▶ **EXERCISE INSTRUCTIONS**: Please carry on the email thread about BPF tokens from its last line, keeping the same style.

▶ **DOCUMENT TEXT**:

## BEGIN

What makes you think this is not how it's actually done in practice
already (except right now we don't have BPF token, so it's
all-or-nothin, userns or not, root or not, which is overall worse than
what we'll get with BPF token + userns)?

Audit, code review, proper development practices. Then discussions and
reviews between team running container manager and team with BPF-based
workload to make decisions whether it's safe to allow BPF access (and
to what degree) and how teams will maintain privacy and safety
obligations.

>
>
> If this series was about passing a “may load kernel modules” token around, I think it would get an extremely chilly reception, even though we have module signatures.  I don’t see anything about BPF that makes BPF tokens more reasonable unless a real security model is developed first.

If we had dozens of teams developing and loading/unloading their
custom kernel modules all the time, it might not have sounded so
ridiculous?

>
> >> (b) Make a way to pass a pre-approved program into a container.  So a daemon outside loads the program and does some new magic to say "make an fd that can beused to attach this particular program to this particular tracepoint" and pass that into the container.

## END

▶ **COLLECTED DATA**:
## BEGIN

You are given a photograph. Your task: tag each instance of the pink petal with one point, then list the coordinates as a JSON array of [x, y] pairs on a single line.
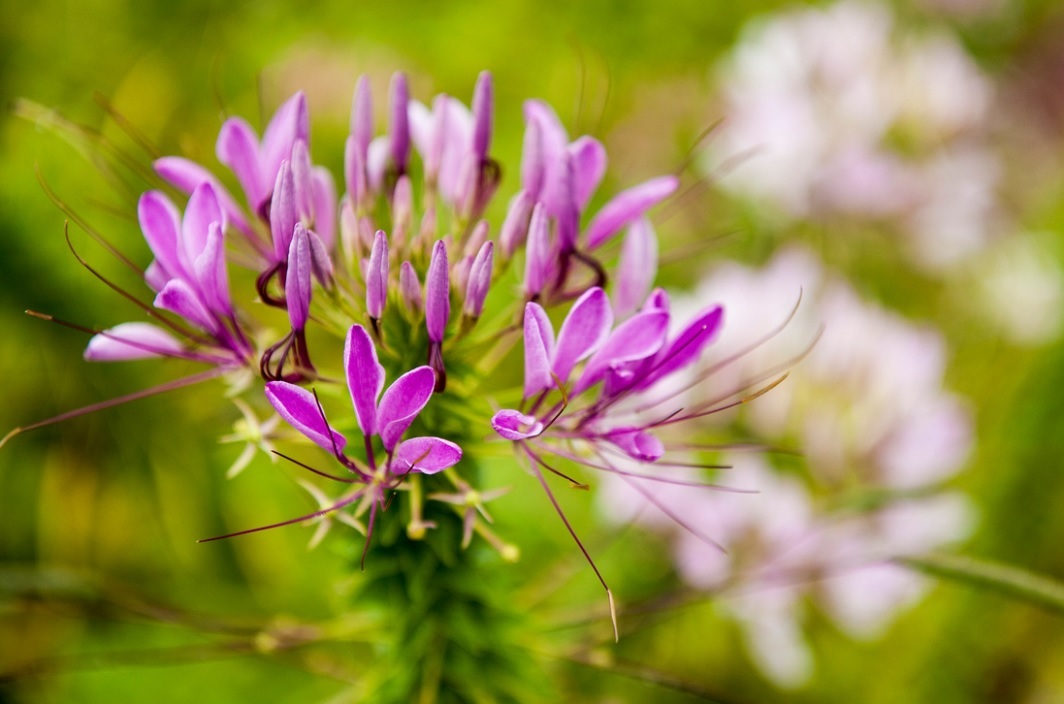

## END

▶ **EXERCISE RESPONSE**:
> >
> > Same as above. Programs are in most cases very tightly coupled to the
> > application
> > itself. I'm not sure if the ask is to redesign/implement all the
> > existing user
> > space infra.
> >
> >> I think (a) is better.  In particular, if you have a workload with many containers, and they all want to monitor the same tracepoint as it relates to their container, you will get much better performance if a single BPF program does the monitoring and sends the data out to each container as needed instead of having one copy of the program per container.
> >>
> >> For what it's worth, BPF tokens seem like they'll have the same performance problem -- without coordination, you can end up with N containers generating N hooks all targeting the same global resource, resulting in overhead that scales linearly with the number of containers.
> >
> > Worst case, sure, but it's not the point. These containers which would
> > receive
> > the tokens are part of your trusted compute base.. so its up to the
> > specific
> > applications and their surrounding infrastructure with regards to what
> > problem
> > they solve where and approved by operators/platform engs to deploy in
> > your cluster.
> > I don't particularly see that there's a performance problem. Andrii
> > specifically
> > mentioned /trusted unprivileged applications/.

Yep, performance is not why this is being done.

> >
> >> And, again, I'm not an XDP expert, but if you have one NIC, and you attach N XDP programs to it, and each one is inspecting packets and sending some to one particular container's AF_XDP socket, you are not going to get good performance.  You want *one* XDP program fanning the packets out to the relevant containers.
> >>
> >> If this is hard right now, perhaps you could add new kernel mechanisms as needed to improve the situation.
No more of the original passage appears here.